### What the exercise asks
Rewrite the stretch of the Appaloosa Music Festival text from "In 2021, the" through "Labor Day weekend.", changing "beer tent" to "food tent".

### Extracted text
####################
Annual music festival in Front Royal, Virginia, United States

Appaloosa Music Festival is an annual music festival based at the Skyline Ranch Resort, just a few miles from Front Royal, Virginia. Every year on Labor Day weekend, the festival celebrates the music of the Shenandoah Valley and related genres.

==History==
The Festival was created in 2015 by the band Scythian, a group formed by brothers Alexander and Danylo Fedoryka. The festival creators designed Appaloosa as a celebration of roots music in the DC area, featuring local DC artists as well as musicians from genres ranging from Irish folk music to Bluegrass.

The family-friendly event has some ties to the Catholic faith community. Many of the bands who perform at Appaloosa Music Festival identify as Christian (though the music itself is mainly secular), and every year on Sunday before the first musical act, Mass is celebrated.

The Appaloosa Music Festival celebrated their fifth year in 2019. For their fifth anniversary, the event expanded from two days of music to three.

There was no festival in 2020 due to the Covid-19 Pandemic.

In 2021, the festival returned with acts including: Scythian, Young Dubliners, Dustbowl Revival, Mink's Miracle Medicine, Arbo, Honeyday, Bill and the Belles, and His & Hers. A thunderstorm on Saturday night prevented Dustbowl Revival from closing out the day on the main stage, but undeterred, they moved the show into the beer tent. Due to scheduling complications, the festival was held in mid-August instead of over Labor Day weekend.

The 2022 lineup featured headliner Molly Tuttle who was promoting her album "Crooked Tree," which later won a Grammy for "Best Bluegrass Album of 2022."

==Acts==
Notable performers have included: Scythian, Molly Tuttle, Young Dubliners, Dustbowl Revival, Steep Canyon Rangers, Gaelic Storm, Aztec Sun, The Black Lillies, Mipso, Penny and Sparrow, Marie Miller, Humming House, Billy Strings, The Accidentals, and Lowland Hum.
####################
### Given entries
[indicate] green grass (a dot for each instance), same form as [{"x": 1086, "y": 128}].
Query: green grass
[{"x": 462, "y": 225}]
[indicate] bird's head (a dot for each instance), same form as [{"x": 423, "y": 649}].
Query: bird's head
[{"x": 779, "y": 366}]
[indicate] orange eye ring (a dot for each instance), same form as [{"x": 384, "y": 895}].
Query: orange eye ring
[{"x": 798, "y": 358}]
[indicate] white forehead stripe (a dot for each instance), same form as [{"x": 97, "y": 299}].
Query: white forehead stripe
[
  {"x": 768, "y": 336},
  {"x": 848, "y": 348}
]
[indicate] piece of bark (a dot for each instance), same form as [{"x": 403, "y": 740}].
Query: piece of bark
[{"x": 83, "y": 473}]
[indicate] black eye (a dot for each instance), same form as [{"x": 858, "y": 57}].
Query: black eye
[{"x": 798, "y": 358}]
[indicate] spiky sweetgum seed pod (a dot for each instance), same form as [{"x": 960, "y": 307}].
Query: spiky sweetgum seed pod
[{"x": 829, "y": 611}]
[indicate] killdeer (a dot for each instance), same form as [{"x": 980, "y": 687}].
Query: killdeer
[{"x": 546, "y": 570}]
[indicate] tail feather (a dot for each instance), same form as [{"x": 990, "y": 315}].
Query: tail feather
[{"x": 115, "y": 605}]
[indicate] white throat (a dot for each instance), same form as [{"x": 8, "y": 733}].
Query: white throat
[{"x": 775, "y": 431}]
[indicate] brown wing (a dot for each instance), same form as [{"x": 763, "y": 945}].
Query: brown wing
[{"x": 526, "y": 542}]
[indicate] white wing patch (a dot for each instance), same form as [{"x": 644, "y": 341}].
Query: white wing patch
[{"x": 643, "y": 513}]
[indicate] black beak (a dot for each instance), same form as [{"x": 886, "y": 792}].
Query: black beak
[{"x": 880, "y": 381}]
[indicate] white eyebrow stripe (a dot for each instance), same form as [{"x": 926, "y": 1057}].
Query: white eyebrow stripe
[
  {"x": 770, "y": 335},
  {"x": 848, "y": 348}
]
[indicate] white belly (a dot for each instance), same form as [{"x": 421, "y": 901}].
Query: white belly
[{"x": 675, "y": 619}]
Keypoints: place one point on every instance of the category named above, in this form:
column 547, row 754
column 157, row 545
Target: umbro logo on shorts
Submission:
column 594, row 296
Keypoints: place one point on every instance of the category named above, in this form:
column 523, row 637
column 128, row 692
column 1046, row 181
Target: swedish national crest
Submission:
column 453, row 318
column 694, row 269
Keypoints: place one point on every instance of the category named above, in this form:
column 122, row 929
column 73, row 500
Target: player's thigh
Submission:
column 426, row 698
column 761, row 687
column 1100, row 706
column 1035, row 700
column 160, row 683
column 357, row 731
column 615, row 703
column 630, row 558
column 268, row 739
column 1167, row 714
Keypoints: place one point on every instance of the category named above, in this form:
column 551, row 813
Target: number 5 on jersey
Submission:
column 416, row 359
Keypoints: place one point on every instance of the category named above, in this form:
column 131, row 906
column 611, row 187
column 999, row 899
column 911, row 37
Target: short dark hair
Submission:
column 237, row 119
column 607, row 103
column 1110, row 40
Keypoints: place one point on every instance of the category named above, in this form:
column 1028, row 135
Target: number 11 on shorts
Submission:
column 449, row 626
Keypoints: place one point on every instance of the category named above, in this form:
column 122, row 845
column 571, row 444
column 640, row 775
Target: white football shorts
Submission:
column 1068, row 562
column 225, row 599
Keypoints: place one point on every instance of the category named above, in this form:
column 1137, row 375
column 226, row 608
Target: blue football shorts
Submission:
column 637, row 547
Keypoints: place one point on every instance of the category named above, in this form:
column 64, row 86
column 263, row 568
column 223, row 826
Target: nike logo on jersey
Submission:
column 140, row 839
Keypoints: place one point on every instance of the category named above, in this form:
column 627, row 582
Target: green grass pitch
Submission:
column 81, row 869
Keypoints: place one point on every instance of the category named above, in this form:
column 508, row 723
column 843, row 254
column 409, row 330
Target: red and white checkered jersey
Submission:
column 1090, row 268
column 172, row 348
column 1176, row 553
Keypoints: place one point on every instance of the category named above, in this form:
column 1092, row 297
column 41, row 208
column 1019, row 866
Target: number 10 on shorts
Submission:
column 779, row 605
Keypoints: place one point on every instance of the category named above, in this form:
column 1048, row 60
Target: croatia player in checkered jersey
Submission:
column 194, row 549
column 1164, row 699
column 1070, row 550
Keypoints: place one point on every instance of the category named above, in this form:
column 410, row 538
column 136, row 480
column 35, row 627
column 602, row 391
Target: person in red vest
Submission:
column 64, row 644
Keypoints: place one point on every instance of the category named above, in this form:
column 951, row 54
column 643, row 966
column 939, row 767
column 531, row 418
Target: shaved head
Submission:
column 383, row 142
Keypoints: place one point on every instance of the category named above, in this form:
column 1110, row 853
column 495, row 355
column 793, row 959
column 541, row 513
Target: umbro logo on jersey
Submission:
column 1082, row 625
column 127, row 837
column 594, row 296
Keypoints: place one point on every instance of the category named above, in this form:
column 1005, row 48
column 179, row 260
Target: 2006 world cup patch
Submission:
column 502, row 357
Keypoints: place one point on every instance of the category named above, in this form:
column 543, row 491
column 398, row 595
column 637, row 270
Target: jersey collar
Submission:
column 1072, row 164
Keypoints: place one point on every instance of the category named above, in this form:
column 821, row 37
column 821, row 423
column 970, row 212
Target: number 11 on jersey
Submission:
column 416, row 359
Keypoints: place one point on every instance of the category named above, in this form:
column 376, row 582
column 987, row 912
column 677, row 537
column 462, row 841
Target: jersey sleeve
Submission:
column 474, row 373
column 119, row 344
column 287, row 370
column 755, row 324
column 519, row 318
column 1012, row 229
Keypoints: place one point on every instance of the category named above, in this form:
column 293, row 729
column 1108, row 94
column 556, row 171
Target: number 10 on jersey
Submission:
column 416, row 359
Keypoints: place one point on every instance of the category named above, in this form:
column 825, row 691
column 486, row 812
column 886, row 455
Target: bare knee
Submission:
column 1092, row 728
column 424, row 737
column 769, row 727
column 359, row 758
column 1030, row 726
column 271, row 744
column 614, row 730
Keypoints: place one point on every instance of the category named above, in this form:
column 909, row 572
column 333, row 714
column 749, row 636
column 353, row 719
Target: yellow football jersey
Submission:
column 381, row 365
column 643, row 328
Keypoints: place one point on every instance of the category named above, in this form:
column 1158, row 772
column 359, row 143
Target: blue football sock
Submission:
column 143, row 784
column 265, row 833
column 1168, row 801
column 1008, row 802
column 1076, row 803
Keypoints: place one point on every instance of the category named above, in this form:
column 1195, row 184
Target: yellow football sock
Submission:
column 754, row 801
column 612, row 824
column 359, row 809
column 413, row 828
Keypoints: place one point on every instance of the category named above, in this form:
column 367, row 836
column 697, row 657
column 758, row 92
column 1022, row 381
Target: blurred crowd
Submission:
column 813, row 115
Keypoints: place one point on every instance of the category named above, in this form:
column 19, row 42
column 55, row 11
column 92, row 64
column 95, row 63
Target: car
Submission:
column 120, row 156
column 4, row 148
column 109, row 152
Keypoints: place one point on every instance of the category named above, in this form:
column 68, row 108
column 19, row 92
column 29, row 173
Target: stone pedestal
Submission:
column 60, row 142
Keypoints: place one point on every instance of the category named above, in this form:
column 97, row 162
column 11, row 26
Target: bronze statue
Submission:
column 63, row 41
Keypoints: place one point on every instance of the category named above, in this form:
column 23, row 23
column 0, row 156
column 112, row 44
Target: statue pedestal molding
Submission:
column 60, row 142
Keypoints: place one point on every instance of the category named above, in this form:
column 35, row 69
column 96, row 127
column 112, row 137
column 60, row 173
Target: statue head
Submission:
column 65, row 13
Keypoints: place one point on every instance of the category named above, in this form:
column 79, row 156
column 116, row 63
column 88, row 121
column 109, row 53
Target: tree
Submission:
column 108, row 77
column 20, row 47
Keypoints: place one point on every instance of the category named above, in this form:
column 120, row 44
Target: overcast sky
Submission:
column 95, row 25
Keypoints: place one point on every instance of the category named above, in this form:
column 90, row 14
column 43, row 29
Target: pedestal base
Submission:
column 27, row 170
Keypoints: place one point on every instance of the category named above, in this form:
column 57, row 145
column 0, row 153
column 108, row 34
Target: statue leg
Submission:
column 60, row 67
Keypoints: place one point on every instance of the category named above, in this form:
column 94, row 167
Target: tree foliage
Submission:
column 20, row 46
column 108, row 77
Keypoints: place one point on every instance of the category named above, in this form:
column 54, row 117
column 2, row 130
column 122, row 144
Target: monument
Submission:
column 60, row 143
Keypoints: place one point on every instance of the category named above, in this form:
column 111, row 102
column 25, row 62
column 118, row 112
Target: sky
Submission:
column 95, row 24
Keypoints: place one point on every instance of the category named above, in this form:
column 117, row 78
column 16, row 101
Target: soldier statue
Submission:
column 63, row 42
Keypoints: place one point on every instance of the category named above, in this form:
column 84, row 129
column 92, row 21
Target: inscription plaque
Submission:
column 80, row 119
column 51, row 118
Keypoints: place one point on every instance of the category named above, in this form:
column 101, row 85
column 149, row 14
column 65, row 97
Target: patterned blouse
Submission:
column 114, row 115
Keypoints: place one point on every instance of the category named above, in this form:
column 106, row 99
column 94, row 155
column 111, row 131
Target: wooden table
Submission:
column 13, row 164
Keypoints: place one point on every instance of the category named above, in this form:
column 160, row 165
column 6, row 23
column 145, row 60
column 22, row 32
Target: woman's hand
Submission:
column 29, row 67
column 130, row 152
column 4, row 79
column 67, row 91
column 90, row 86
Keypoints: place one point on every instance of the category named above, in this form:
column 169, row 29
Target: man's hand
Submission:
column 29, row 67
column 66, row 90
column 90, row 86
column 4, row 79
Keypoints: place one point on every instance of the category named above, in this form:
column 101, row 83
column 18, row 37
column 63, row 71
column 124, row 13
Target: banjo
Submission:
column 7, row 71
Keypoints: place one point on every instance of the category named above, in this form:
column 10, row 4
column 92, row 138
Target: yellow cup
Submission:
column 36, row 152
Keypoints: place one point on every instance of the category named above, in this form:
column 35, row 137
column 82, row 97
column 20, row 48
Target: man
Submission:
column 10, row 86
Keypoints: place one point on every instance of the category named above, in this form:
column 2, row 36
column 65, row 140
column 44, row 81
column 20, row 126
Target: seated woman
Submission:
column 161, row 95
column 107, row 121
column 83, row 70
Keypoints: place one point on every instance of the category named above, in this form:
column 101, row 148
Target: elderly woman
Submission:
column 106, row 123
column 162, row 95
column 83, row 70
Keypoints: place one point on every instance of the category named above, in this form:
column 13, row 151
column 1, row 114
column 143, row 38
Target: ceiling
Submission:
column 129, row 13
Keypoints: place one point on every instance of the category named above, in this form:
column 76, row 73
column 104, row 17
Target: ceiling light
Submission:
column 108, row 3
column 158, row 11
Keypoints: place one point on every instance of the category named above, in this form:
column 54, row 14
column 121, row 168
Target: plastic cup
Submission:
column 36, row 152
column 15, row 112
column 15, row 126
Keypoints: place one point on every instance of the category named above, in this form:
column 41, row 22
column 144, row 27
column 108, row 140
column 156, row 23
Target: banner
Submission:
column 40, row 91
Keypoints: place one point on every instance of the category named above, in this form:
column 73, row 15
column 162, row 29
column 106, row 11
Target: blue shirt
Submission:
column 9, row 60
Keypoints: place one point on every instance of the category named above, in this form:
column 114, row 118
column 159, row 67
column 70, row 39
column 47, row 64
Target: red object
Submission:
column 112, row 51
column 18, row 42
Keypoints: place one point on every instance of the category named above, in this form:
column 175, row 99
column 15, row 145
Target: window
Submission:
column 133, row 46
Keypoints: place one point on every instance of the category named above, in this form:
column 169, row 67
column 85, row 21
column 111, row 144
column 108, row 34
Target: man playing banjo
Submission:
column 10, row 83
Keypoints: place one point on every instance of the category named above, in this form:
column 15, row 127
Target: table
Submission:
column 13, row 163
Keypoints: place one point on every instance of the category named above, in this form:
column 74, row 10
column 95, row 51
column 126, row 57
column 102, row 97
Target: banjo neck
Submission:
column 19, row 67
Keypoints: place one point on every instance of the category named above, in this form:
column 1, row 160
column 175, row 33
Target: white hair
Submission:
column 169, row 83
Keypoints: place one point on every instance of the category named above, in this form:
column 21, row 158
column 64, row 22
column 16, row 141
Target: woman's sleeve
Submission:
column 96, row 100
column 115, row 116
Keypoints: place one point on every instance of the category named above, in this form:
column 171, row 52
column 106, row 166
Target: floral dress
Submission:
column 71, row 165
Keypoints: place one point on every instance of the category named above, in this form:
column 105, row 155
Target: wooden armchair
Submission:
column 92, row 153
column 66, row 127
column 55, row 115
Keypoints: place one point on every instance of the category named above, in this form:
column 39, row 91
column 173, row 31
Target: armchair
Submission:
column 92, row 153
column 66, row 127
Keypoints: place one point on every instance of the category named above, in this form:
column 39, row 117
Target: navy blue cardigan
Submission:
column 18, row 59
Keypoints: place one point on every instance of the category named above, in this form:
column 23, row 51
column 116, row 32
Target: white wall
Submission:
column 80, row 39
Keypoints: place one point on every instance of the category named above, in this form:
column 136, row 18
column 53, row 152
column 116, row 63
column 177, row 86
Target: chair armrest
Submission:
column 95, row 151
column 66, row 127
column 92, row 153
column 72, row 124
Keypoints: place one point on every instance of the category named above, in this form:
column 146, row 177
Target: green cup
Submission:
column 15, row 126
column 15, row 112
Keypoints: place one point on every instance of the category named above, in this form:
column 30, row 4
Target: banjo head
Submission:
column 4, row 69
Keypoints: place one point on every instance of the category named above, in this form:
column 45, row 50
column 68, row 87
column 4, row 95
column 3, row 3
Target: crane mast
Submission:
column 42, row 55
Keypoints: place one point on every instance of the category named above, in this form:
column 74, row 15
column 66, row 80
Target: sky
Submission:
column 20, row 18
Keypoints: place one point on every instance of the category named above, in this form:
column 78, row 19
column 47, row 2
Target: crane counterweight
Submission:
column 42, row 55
####################
### Response to this exercise
In 2021, the festival returned with acts including: Scythian, Young Dubliners, Dustbowl Revival, Mink's Miracle Medicine, Arbo, Honeyday, Bill and the Belles, and His & Hers. A thunderstorm on Saturday night prevented Dustbowl Revival from closing out the day on the main stage, but undeterred, they moved the show into the food tent. Due to scheduling complications, the festival was held in mid-August instead of over Labor Day weekend.